→ **Exercise data**
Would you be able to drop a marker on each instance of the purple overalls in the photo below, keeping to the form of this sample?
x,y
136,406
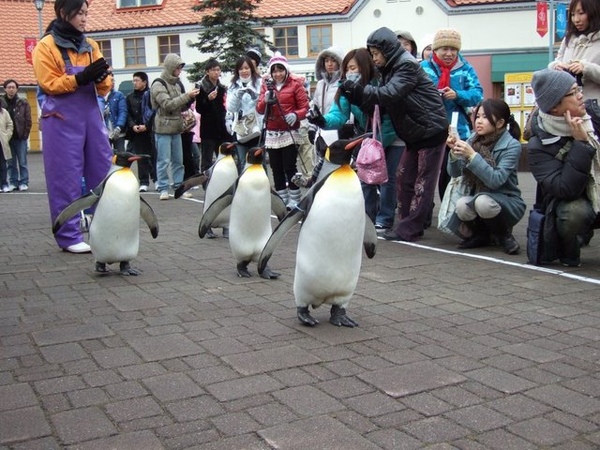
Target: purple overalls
x,y
75,145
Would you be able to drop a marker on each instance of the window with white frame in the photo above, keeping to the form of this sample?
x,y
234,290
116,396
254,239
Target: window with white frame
x,y
286,41
319,38
135,52
166,45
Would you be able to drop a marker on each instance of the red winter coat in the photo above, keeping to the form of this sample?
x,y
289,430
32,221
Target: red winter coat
x,y
291,97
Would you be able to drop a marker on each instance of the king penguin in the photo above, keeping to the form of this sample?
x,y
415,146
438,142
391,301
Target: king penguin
x,y
251,200
218,178
115,227
334,230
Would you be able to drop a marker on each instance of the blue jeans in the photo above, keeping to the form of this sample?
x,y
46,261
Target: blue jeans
x,y
169,152
381,208
573,218
17,165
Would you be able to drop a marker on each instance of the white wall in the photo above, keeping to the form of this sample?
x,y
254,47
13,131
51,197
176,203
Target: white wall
x,y
486,32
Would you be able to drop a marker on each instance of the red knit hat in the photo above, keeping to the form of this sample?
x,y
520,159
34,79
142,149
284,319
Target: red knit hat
x,y
446,37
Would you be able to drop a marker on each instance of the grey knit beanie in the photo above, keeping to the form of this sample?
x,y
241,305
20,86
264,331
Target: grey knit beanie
x,y
550,86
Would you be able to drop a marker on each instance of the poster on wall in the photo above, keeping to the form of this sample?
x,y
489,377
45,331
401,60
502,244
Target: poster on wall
x,y
518,94
512,94
528,98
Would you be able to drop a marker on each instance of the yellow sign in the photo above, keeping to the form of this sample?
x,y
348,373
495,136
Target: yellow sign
x,y
523,77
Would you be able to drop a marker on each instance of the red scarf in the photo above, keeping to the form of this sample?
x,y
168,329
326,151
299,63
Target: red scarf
x,y
444,80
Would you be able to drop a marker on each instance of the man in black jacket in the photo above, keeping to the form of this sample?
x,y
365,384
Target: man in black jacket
x,y
415,106
138,135
563,159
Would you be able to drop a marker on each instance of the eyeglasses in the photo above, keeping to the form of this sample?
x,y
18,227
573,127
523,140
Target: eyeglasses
x,y
577,90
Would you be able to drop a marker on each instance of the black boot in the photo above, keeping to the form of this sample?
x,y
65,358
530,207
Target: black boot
x,y
480,237
503,233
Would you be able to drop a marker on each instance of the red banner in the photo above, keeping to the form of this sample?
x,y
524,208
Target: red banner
x,y
29,46
542,18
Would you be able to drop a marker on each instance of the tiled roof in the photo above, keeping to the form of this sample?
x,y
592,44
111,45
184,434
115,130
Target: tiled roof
x,y
104,16
21,21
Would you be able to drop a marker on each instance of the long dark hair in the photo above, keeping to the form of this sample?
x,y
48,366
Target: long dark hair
x,y
68,8
365,64
495,110
592,9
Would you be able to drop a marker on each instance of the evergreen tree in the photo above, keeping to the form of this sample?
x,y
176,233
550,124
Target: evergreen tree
x,y
227,32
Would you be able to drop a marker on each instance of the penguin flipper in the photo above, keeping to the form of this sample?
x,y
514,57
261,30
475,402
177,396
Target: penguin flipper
x,y
278,206
149,217
288,222
214,210
84,202
194,180
370,238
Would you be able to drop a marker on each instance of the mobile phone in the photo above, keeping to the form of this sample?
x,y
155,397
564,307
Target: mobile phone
x,y
454,124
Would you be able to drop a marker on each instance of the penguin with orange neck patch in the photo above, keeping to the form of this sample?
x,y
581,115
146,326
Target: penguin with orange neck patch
x,y
251,200
115,227
335,229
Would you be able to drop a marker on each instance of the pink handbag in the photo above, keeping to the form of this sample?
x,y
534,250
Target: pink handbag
x,y
370,163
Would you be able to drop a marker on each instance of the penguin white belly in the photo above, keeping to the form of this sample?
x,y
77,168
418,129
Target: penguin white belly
x,y
223,175
250,217
115,228
330,243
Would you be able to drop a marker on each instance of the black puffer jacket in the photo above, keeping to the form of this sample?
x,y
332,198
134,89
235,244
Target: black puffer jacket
x,y
561,179
406,94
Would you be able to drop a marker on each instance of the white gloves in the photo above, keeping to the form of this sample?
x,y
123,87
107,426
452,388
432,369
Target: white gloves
x,y
290,119
116,132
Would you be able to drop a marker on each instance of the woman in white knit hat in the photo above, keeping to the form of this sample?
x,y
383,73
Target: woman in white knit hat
x,y
457,83
284,103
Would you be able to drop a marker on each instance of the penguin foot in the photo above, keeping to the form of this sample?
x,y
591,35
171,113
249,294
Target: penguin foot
x,y
101,267
305,317
242,269
126,270
268,274
339,317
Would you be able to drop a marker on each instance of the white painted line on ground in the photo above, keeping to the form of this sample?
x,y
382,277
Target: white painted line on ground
x,y
501,261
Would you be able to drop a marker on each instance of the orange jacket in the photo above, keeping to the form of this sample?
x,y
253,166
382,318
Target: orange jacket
x,y
49,67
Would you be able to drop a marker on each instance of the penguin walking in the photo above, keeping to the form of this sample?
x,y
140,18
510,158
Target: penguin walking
x,y
251,201
115,228
334,230
219,178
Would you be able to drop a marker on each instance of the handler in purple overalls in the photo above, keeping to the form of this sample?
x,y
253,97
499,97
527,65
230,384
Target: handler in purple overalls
x,y
71,72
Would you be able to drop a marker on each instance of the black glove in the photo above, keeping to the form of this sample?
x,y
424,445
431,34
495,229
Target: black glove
x,y
312,135
315,117
352,91
98,70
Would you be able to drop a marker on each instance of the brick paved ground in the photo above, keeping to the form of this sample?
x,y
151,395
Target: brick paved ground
x,y
454,351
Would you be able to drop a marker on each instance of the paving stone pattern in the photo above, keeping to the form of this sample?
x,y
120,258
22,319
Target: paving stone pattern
x,y
455,350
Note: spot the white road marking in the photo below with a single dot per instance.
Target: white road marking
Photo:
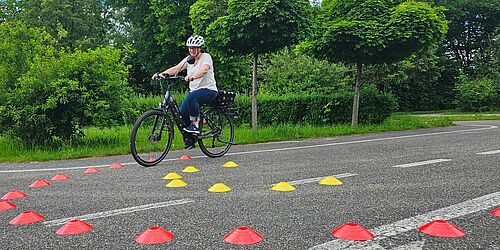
(412, 223)
(421, 163)
(483, 127)
(118, 212)
(416, 245)
(316, 179)
(489, 152)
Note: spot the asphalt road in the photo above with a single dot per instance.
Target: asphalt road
(393, 183)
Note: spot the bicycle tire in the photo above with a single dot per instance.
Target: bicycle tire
(153, 153)
(217, 133)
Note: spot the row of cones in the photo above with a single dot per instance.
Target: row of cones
(242, 235)
(14, 194)
(439, 228)
(153, 235)
(239, 236)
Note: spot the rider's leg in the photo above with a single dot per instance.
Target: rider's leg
(185, 112)
(197, 98)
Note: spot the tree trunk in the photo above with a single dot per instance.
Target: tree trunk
(355, 103)
(254, 93)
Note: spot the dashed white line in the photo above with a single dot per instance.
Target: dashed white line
(482, 127)
(421, 163)
(489, 152)
(402, 226)
(118, 212)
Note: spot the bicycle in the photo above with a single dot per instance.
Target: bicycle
(152, 135)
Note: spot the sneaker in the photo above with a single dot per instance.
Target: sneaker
(192, 129)
(189, 146)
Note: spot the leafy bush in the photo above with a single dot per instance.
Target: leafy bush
(56, 97)
(310, 109)
(478, 95)
(317, 109)
(19, 47)
(285, 72)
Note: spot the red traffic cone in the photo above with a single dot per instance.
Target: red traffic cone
(496, 212)
(185, 157)
(243, 236)
(5, 205)
(352, 231)
(154, 235)
(60, 177)
(74, 227)
(116, 165)
(40, 183)
(441, 228)
(14, 194)
(91, 171)
(27, 217)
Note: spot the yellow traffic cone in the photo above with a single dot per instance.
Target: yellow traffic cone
(219, 188)
(283, 187)
(190, 169)
(230, 164)
(172, 176)
(176, 183)
(331, 181)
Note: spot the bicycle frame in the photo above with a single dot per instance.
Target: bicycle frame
(169, 105)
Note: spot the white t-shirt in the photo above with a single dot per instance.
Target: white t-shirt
(208, 80)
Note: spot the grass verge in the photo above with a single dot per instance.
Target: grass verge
(115, 141)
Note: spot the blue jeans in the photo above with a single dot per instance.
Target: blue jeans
(190, 107)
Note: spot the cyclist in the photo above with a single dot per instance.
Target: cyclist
(201, 78)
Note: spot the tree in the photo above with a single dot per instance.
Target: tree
(157, 30)
(258, 27)
(79, 24)
(375, 31)
(471, 31)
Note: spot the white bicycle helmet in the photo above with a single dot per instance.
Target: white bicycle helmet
(195, 41)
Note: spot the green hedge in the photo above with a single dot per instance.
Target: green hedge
(317, 109)
(296, 109)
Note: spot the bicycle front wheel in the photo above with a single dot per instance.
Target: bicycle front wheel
(217, 133)
(151, 138)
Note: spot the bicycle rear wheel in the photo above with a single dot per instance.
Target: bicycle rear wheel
(217, 133)
(151, 138)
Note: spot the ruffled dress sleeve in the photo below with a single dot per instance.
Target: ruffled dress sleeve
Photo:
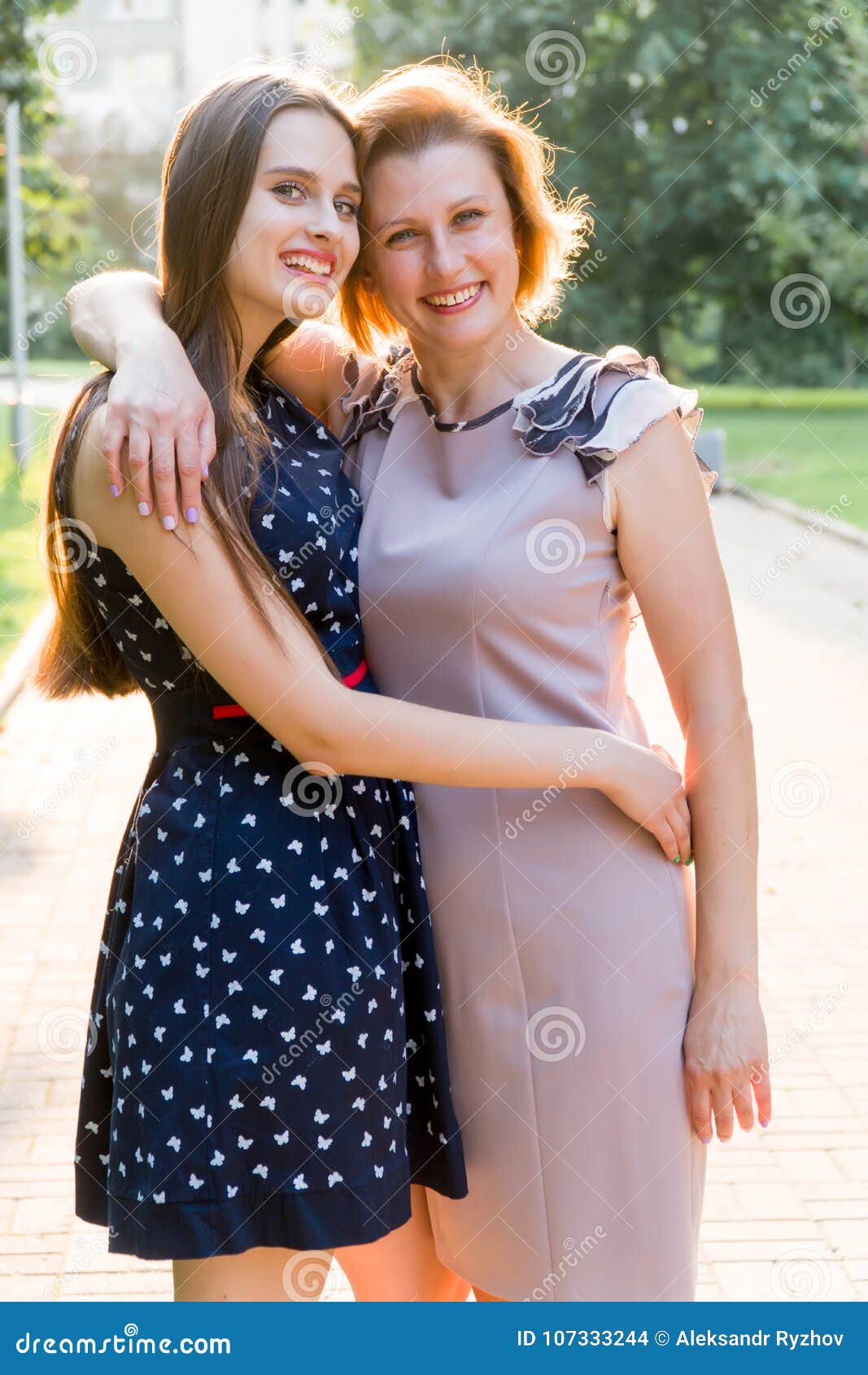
(373, 388)
(601, 406)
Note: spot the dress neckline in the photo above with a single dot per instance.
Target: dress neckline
(495, 410)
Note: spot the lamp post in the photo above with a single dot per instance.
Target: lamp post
(15, 259)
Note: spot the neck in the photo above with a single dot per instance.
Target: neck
(256, 325)
(465, 384)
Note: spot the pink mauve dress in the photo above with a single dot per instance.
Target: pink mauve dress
(490, 585)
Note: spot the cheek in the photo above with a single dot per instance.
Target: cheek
(396, 277)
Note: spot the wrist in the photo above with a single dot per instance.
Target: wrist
(593, 758)
(135, 343)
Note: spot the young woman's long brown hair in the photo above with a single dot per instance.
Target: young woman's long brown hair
(207, 181)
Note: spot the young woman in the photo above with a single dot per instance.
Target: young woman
(267, 1072)
(599, 1016)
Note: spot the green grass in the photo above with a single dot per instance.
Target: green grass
(812, 456)
(76, 366)
(784, 398)
(22, 578)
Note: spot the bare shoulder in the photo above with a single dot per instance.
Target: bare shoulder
(89, 495)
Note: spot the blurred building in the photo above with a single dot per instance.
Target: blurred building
(131, 65)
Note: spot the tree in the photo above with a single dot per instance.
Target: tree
(57, 235)
(722, 147)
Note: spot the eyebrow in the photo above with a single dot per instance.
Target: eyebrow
(312, 177)
(404, 219)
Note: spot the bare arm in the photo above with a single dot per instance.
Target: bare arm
(285, 685)
(155, 402)
(669, 553)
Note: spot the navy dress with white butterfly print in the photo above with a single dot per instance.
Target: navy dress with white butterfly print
(266, 1062)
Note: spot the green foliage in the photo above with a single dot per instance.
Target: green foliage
(722, 147)
(58, 239)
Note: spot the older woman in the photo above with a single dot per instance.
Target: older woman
(521, 501)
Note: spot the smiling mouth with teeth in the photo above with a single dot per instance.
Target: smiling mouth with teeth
(307, 264)
(458, 297)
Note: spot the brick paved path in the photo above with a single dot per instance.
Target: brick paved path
(786, 1211)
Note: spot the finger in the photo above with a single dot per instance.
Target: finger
(684, 809)
(139, 466)
(165, 476)
(681, 832)
(742, 1102)
(721, 1102)
(663, 753)
(700, 1111)
(762, 1093)
(189, 470)
(662, 829)
(115, 434)
(208, 440)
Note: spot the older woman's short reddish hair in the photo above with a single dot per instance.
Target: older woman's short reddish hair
(421, 105)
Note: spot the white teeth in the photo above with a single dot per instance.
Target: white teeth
(307, 264)
(456, 297)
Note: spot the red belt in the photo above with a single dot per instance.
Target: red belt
(231, 709)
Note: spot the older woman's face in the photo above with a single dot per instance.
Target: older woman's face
(443, 256)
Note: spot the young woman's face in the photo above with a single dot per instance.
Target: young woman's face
(443, 256)
(299, 233)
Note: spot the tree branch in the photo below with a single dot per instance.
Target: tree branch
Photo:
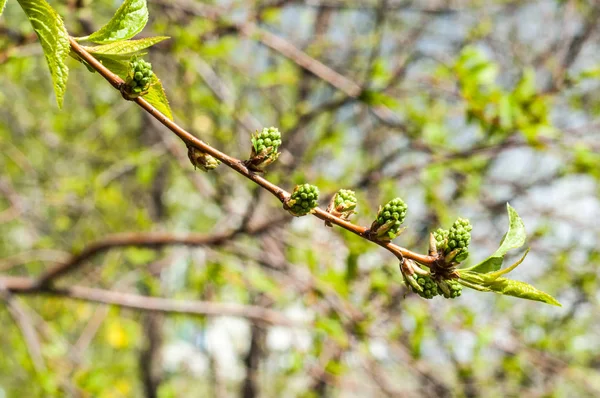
(233, 163)
(19, 285)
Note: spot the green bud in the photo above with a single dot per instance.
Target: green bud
(459, 238)
(389, 219)
(304, 198)
(429, 288)
(450, 288)
(265, 146)
(201, 159)
(138, 79)
(342, 204)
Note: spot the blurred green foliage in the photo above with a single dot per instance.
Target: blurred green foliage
(483, 111)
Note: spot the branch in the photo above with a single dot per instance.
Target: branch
(19, 285)
(147, 240)
(233, 163)
(25, 324)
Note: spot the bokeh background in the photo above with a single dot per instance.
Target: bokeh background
(456, 106)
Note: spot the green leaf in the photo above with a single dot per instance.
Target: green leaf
(156, 97)
(51, 31)
(509, 287)
(128, 21)
(116, 65)
(125, 47)
(493, 283)
(513, 239)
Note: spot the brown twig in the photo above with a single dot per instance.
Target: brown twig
(25, 324)
(143, 239)
(233, 163)
(255, 313)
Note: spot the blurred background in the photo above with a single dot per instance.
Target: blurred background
(456, 106)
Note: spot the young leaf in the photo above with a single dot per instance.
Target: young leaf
(51, 31)
(510, 287)
(125, 47)
(128, 21)
(507, 287)
(116, 65)
(513, 239)
(156, 97)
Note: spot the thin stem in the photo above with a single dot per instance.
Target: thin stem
(238, 165)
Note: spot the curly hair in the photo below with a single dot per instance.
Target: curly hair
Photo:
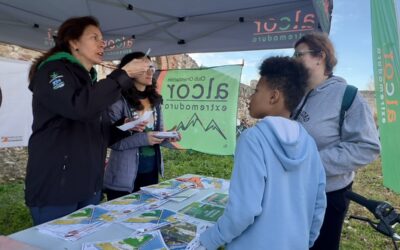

→ **Task brief**
Exact duplication is required for the lines above, from the line that contains "of the woman" to the line that contains "the white painted", inclusive; omit all others.

→ **Reply**
Would you be able to drop a marker on each instance of the woman in white knit hat in the photo above, keeping to the form of this sample?
x,y
383,73
Target: woman in white knit hat
x,y
457,83
284,103
Would you be able to drop a marker on each instance of the penguin foot in the photo above, keeping to the form of this sample?
x,y
591,35
171,113
249,294
Target: penguin foot
x,y
101,267
305,317
242,269
126,270
268,274
339,317
Would you be able to drop a marker on each instance of the white painted line on ground in the photo above, keeping to the form of this sample?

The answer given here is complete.